*Problem to solve:* Starting at the line containing "the brown background" and stopping after the line containing "[(133, 246), (433, 265)]", reproduce that stretch of the data below in full, requests included. Offset every coordinate in the answer points by -42, and leave the requests and their sample formats unchanged.

======== Data for the task

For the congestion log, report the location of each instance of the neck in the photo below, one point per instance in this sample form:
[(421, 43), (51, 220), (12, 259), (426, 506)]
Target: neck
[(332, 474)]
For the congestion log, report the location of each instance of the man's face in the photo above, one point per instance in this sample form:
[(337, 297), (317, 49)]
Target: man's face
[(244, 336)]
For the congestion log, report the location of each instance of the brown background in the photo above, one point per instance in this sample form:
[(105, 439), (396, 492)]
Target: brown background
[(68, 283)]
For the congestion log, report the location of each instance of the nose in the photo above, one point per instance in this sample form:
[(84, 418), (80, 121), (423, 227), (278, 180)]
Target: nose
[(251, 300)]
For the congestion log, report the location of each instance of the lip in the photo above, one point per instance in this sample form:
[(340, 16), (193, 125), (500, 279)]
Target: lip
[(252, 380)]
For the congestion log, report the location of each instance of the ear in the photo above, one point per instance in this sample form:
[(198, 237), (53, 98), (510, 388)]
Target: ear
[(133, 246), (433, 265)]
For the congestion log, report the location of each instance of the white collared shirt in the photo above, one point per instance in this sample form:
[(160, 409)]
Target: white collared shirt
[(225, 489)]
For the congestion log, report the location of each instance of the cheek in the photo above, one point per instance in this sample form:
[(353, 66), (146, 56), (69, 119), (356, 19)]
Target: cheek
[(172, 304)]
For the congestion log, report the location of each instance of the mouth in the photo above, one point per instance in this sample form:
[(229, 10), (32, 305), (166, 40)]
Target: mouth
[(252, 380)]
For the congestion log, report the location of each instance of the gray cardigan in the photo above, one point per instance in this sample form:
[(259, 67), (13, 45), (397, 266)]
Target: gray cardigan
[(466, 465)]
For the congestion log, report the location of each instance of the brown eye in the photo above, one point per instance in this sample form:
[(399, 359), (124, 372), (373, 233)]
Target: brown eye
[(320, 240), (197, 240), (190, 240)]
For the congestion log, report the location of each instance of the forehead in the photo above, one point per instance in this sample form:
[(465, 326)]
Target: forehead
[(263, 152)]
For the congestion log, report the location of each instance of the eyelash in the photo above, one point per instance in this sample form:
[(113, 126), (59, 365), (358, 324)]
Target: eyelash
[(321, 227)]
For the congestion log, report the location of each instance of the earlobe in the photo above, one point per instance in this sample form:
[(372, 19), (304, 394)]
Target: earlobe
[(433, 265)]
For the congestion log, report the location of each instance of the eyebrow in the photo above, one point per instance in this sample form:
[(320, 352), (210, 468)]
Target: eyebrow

================

*Task response:*
For the congestion log, report the location of each instance of the brown background in the photo above, one point per instance in this sample form:
[(105, 439), (396, 492)]
Target: brown background
[(26, 241)]
For the congestion log, report the location of each instance of the nose in the photo above, one point per instance in this sample form:
[(84, 418), (80, 121), (423, 227), (278, 180)]
Target: nose
[(209, 258)]
For the congestion log, report the location of each instance of the lip in the photo above, one point per instance in this sample form:
[(340, 16), (193, 125), (500, 279)]
Target: lip
[(210, 338)]
For the congestion log, report the location of each instance of the ear in the photo above, one point per instance in this sample form:
[(198, 237), (53, 98), (510, 388)]
Target: ear
[(91, 204), (391, 223)]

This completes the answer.